▶ _Exercise details_:
Reproduce every line word for word, from the first one down through the line containing "positive clicks: (105, 136) (126, 134)", both included. Leave the pictures out.
--- START ---
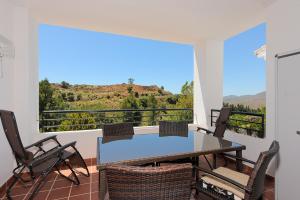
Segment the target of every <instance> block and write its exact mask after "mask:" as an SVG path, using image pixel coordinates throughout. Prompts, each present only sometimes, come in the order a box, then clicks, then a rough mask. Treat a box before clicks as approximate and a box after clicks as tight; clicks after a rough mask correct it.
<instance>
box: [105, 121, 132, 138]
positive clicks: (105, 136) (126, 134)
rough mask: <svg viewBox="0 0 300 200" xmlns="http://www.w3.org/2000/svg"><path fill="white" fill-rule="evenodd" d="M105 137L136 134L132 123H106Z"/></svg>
mask: <svg viewBox="0 0 300 200" xmlns="http://www.w3.org/2000/svg"><path fill="white" fill-rule="evenodd" d="M102 130H103V137H106V136H123V135H134V130H133V124H132V123H117V124H104V125H103V129H102Z"/></svg>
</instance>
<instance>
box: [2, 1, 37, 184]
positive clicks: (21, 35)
mask: <svg viewBox="0 0 300 200" xmlns="http://www.w3.org/2000/svg"><path fill="white" fill-rule="evenodd" d="M36 27H37V26H36V23H35V21H34V20H33V19H32V18H31V17H30V14H29V13H28V10H27V9H26V8H24V7H19V6H16V5H14V4H13V3H12V1H10V0H0V35H1V37H3V38H5V39H7V40H9V41H11V42H12V44H13V46H14V47H15V58H14V59H5V60H4V64H5V65H4V66H3V71H4V73H3V78H0V91H1V94H0V109H5V110H12V111H14V112H15V114H16V118H17V122H18V125H19V129H20V135H21V138H22V141H23V143H24V145H27V144H29V143H31V142H32V139H33V136H34V135H33V133H36V132H37V130H38V129H37V121H36V119H37V118H36V113H37V112H36V110H35V109H36V107H37V105H38V104H37V101H38V99H37V95H38V93H32V90H33V89H34V88H35V90H36V88H37V84H38V81H37V80H38V76H37V69H38V67H37V60H36V59H37V54H36V53H37V29H36ZM36 91H37V90H36ZM0 147H1V151H0V161H1V167H0V185H2V184H3V183H4V182H5V181H6V180H7V179H8V178H9V177H10V176H11V175H12V173H11V172H12V169H13V166H14V158H13V156H12V153H11V149H10V147H9V145H8V143H7V140H6V137H5V136H4V132H3V129H2V125H1V126H0Z"/></svg>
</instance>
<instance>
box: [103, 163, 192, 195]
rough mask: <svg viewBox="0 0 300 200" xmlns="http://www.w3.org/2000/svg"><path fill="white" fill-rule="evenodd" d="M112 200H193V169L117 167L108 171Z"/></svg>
--- END ---
▶ _Exercise output_:
Segment the target of every <instance> block and write its exact mask after "mask:" as an SVG path, using image pixel coordinates throughout. Prompts, each present only sometimes, come in the order a box, then clicks, then a rough mask. Treat a box before clicks as approximate and a box after clicks as tight; clicks after a rough mask correct it.
<instance>
box: [105, 121, 132, 138]
positive clicks: (105, 136) (126, 134)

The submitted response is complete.